Your goal:
Rewrite the lines between the one holding "Annotation task — mark the rivet" and the one holding "<point>43,35</point>", inclusive, putting "misty" wherever "hazy" appears and leaving everything else the same.

(Entries from a point annotation set)
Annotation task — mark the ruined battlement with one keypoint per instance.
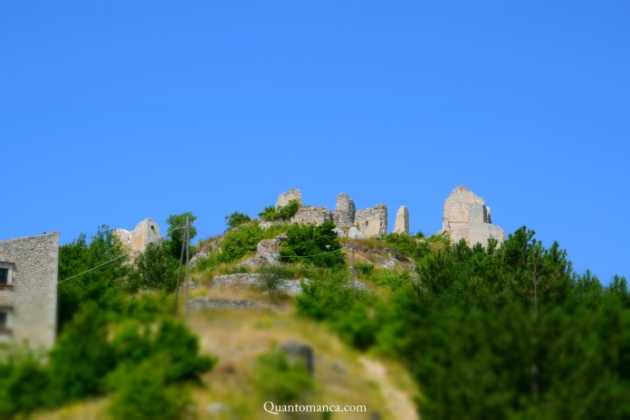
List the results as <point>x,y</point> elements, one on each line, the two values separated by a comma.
<point>135,241</point>
<point>465,217</point>
<point>351,222</point>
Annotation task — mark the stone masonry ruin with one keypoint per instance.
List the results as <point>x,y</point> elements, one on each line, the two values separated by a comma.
<point>402,220</point>
<point>28,290</point>
<point>146,232</point>
<point>350,222</point>
<point>466,216</point>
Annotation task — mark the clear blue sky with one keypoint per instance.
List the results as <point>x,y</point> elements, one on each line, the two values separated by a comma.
<point>112,111</point>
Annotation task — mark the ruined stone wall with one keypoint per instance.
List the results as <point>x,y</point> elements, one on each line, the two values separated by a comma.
<point>467,217</point>
<point>372,222</point>
<point>402,221</point>
<point>309,215</point>
<point>30,299</point>
<point>285,198</point>
<point>345,211</point>
<point>146,232</point>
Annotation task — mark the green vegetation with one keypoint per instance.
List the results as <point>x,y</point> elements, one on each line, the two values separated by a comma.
<point>316,245</point>
<point>112,340</point>
<point>502,332</point>
<point>281,380</point>
<point>238,242</point>
<point>143,393</point>
<point>156,269</point>
<point>284,213</point>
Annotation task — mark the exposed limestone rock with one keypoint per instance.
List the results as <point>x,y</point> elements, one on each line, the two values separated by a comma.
<point>285,198</point>
<point>402,220</point>
<point>467,217</point>
<point>309,215</point>
<point>345,211</point>
<point>267,252</point>
<point>372,222</point>
<point>136,241</point>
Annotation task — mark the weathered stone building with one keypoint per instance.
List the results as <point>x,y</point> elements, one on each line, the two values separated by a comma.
<point>350,222</point>
<point>285,198</point>
<point>345,212</point>
<point>372,222</point>
<point>146,232</point>
<point>402,221</point>
<point>467,217</point>
<point>28,290</point>
<point>311,215</point>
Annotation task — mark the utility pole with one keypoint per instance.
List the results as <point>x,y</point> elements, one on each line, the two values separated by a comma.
<point>187,244</point>
<point>183,259</point>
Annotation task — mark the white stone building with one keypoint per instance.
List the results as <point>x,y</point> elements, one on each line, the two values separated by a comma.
<point>28,290</point>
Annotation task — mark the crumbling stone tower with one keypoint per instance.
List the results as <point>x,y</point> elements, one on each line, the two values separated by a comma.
<point>372,222</point>
<point>285,198</point>
<point>467,217</point>
<point>146,232</point>
<point>28,290</point>
<point>402,221</point>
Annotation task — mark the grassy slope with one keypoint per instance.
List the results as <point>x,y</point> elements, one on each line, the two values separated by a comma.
<point>238,336</point>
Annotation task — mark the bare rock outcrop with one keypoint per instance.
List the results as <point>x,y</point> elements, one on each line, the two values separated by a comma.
<point>466,216</point>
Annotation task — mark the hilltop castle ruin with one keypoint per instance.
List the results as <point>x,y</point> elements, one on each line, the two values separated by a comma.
<point>352,223</point>
<point>146,232</point>
<point>28,290</point>
<point>465,217</point>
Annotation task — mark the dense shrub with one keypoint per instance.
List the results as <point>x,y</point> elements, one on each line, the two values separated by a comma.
<point>495,332</point>
<point>102,286</point>
<point>236,219</point>
<point>156,268</point>
<point>316,245</point>
<point>141,392</point>
<point>281,380</point>
<point>273,214</point>
<point>81,357</point>
<point>350,312</point>
<point>22,381</point>
<point>238,242</point>
<point>177,231</point>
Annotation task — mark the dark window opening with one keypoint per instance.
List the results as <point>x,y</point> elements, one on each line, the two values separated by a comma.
<point>4,276</point>
<point>4,316</point>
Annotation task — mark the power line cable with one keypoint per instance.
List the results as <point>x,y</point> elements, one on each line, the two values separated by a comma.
<point>93,268</point>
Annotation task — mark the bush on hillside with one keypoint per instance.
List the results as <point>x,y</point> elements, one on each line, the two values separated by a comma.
<point>236,219</point>
<point>141,392</point>
<point>102,286</point>
<point>156,268</point>
<point>22,381</point>
<point>284,213</point>
<point>281,380</point>
<point>176,234</point>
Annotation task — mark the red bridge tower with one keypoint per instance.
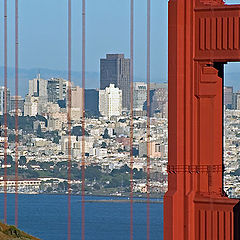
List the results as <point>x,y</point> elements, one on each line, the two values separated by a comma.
<point>203,36</point>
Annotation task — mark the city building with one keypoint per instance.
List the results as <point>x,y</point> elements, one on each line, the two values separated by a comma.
<point>20,103</point>
<point>31,105</point>
<point>38,87</point>
<point>139,95</point>
<point>115,69</point>
<point>110,101</point>
<point>228,97</point>
<point>56,89</point>
<point>2,100</point>
<point>91,102</point>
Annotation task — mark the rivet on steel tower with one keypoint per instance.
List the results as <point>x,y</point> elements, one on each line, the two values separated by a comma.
<point>203,36</point>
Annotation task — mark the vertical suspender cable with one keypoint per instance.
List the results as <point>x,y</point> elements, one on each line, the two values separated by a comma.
<point>131,120</point>
<point>69,118</point>
<point>148,118</point>
<point>16,113</point>
<point>5,112</point>
<point>83,114</point>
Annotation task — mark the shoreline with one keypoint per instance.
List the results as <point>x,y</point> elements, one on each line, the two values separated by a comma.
<point>124,197</point>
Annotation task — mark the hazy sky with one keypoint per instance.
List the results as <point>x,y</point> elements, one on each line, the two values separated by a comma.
<point>43,34</point>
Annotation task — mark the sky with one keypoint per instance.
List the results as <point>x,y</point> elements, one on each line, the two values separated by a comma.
<point>43,35</point>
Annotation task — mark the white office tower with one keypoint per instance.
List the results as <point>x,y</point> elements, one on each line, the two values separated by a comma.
<point>110,101</point>
<point>38,87</point>
<point>2,100</point>
<point>139,95</point>
<point>31,106</point>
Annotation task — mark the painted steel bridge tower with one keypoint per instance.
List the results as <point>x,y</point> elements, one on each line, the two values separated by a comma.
<point>203,36</point>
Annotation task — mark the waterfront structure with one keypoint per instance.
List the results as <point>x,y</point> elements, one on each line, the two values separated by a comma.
<point>115,69</point>
<point>2,100</point>
<point>201,39</point>
<point>110,101</point>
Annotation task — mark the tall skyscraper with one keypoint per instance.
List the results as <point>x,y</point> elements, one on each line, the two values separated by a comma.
<point>139,95</point>
<point>228,97</point>
<point>76,103</point>
<point>110,101</point>
<point>13,101</point>
<point>56,89</point>
<point>2,100</point>
<point>115,69</point>
<point>38,87</point>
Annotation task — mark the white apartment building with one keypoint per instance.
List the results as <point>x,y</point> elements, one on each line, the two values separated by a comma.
<point>110,101</point>
<point>38,87</point>
<point>31,106</point>
<point>139,95</point>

Worked answer:
Annotation task — mark the rivet on steel tower with one keypoint per instance.
List the results as <point>x,y</point> elements, one on each line, the two values separated by a comma.
<point>203,36</point>
Annotation task — mark the vertical suspender cable with one keypoint per instance.
List the results as <point>x,y</point> elements, one on each line, the two values separated by a comma.
<point>131,120</point>
<point>69,118</point>
<point>148,118</point>
<point>16,113</point>
<point>5,112</point>
<point>83,114</point>
Annotation task — mark the shoreline with one keypoint per instance.
List the results as <point>x,y</point> elements, one on each line, the two values separated by a comma.
<point>124,197</point>
Annotation task — mark the misty sky with one keypoint per instance.
List the results as <point>x,y</point> elements, one on each line, the two values separated by a comma.
<point>43,34</point>
Annotation task — mark the sky with one keypoint per instance.
List the results as <point>x,y</point> elements, one on each line, the two values separated by a comma.
<point>43,35</point>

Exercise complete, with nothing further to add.